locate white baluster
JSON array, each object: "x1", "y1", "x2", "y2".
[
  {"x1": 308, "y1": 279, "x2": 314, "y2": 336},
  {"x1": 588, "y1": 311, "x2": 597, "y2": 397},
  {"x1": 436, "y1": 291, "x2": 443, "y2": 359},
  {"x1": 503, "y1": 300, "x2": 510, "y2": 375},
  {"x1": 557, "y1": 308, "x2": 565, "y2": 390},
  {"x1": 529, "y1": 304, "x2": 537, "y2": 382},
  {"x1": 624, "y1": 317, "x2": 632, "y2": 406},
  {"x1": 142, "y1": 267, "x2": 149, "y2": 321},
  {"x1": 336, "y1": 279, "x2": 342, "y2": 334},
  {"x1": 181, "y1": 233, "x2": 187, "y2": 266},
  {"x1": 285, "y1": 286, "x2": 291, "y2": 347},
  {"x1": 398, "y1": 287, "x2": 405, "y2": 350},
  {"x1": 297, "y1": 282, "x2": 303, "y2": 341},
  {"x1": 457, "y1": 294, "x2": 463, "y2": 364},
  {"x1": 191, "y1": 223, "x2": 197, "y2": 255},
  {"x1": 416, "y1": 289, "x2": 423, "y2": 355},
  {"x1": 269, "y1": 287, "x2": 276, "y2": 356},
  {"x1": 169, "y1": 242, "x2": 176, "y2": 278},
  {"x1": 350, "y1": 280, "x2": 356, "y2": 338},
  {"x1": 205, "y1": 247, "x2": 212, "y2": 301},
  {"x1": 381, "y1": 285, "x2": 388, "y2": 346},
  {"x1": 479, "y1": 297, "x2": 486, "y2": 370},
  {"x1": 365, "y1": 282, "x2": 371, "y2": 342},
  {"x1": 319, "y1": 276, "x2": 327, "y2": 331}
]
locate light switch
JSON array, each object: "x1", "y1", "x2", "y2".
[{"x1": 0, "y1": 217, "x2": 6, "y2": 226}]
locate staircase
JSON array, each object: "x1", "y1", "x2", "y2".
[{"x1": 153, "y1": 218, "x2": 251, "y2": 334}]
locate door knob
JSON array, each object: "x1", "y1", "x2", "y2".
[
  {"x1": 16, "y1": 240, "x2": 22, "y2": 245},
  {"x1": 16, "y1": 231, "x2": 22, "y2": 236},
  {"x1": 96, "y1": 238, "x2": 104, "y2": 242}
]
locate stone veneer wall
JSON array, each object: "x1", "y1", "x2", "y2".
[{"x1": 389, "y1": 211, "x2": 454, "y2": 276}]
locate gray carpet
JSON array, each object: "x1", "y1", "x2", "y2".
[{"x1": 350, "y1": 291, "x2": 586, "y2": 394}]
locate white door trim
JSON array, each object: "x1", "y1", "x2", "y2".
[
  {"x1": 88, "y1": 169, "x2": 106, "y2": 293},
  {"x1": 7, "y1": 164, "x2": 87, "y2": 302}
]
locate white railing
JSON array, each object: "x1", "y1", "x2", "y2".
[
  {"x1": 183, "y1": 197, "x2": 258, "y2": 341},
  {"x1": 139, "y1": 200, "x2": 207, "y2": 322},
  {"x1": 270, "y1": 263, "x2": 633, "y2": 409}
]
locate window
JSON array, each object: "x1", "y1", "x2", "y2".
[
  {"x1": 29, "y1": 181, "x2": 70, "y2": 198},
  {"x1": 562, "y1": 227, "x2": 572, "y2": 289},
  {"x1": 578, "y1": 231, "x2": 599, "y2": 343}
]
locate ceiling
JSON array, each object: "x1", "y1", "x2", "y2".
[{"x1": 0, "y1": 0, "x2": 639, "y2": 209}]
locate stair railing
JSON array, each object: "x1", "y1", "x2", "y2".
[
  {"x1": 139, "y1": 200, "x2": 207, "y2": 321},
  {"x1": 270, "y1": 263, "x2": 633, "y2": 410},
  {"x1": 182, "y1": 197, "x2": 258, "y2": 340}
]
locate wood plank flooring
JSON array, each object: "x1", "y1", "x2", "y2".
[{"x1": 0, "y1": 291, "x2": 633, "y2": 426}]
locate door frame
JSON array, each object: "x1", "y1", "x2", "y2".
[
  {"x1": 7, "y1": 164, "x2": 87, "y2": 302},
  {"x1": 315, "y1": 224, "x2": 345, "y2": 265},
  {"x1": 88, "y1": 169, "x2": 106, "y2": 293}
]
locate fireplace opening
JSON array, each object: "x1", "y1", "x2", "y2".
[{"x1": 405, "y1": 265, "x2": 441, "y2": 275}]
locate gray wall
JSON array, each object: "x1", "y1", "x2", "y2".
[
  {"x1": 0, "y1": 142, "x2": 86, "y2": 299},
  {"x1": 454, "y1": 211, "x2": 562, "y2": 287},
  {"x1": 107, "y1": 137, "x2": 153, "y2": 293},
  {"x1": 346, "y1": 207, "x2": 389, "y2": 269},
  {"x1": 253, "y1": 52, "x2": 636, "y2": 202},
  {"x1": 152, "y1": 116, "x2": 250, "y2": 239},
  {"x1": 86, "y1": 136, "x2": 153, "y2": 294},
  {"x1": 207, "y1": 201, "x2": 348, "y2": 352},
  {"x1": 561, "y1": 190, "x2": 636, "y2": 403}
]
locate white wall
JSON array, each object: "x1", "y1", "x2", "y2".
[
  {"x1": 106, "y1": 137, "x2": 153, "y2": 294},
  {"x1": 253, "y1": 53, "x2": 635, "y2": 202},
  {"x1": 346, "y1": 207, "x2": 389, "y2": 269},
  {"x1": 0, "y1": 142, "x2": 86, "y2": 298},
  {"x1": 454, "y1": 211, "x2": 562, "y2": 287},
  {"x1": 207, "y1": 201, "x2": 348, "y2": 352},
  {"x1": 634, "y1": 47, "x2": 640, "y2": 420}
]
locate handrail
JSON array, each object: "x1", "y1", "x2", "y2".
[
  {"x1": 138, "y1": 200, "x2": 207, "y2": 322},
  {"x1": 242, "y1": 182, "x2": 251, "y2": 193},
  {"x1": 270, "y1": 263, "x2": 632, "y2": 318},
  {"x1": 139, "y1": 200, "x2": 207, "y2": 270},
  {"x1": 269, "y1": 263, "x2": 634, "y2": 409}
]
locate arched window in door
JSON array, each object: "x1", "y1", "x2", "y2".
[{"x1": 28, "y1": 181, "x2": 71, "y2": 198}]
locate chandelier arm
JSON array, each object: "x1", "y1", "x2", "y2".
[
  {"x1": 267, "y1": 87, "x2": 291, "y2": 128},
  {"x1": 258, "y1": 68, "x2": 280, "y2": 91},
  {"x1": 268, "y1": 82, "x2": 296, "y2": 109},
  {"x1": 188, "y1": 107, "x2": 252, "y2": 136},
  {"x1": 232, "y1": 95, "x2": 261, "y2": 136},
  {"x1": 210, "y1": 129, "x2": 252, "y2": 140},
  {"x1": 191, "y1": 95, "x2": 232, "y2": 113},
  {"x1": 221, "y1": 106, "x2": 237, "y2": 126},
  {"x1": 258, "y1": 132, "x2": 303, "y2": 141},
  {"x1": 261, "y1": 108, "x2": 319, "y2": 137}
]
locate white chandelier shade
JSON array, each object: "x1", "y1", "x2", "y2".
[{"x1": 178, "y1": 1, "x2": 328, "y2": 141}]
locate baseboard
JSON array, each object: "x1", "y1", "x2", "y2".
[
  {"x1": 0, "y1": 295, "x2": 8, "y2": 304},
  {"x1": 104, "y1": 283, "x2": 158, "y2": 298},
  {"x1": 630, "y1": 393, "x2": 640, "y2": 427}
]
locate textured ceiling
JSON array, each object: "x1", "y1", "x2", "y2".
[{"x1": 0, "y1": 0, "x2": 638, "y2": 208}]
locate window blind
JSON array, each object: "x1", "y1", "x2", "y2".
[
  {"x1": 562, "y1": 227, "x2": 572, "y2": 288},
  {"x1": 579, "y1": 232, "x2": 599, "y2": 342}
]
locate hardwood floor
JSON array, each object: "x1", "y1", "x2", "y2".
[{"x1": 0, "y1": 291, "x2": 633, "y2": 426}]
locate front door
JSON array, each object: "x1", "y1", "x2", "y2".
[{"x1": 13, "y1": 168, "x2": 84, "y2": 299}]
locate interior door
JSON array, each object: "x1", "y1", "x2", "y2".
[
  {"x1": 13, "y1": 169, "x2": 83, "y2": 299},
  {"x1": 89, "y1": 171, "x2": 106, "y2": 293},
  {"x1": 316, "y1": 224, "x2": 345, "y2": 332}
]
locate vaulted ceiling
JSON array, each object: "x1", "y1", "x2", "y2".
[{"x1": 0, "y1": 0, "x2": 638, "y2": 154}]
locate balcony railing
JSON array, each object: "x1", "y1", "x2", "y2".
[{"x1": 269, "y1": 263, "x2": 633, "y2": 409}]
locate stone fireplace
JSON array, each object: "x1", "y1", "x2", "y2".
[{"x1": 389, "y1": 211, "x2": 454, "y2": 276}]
_ _ _ _ _ _ _
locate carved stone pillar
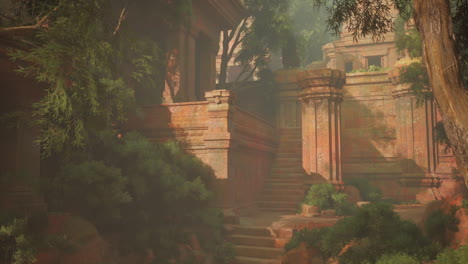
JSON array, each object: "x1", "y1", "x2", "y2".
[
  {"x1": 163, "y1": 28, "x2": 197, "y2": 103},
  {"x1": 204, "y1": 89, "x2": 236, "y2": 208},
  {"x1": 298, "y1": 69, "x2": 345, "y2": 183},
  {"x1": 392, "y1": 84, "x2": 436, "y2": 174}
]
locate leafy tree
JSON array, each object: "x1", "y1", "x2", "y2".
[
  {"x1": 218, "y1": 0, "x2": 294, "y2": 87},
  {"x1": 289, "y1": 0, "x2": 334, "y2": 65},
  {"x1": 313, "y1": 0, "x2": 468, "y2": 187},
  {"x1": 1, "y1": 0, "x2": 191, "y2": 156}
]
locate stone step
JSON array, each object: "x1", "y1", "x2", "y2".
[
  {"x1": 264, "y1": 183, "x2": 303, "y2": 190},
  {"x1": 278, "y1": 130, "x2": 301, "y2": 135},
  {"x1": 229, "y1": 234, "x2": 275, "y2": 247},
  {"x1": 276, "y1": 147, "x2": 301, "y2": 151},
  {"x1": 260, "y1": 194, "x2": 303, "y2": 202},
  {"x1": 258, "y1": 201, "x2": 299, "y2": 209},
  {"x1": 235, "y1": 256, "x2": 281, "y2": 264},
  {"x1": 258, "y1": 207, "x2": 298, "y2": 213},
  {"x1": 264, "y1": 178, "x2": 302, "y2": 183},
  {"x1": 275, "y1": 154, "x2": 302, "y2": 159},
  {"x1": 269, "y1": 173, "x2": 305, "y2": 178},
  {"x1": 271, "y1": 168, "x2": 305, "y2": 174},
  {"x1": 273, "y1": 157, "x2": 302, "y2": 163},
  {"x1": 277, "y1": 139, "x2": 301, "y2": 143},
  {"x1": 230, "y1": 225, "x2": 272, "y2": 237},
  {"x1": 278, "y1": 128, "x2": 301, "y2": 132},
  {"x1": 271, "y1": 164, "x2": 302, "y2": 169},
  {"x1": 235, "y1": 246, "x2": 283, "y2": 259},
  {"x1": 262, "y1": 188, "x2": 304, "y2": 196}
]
_ _ _ _ _ _ _
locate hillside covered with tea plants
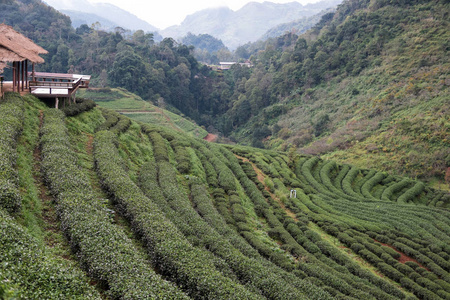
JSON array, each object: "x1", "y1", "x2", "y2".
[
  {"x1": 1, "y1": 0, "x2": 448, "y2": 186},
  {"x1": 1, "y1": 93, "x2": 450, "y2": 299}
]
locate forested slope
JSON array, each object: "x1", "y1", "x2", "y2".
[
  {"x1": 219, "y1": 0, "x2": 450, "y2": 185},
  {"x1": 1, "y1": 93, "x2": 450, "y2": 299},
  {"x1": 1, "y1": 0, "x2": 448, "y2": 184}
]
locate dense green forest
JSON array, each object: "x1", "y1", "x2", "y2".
_ _ _ _ _ _ _
### YOUR TASK
Go line by line through the data, copying each one that contains the word "chandelier".

### YOUR SOLUTION
locate chandelier arm
locate white chandelier shade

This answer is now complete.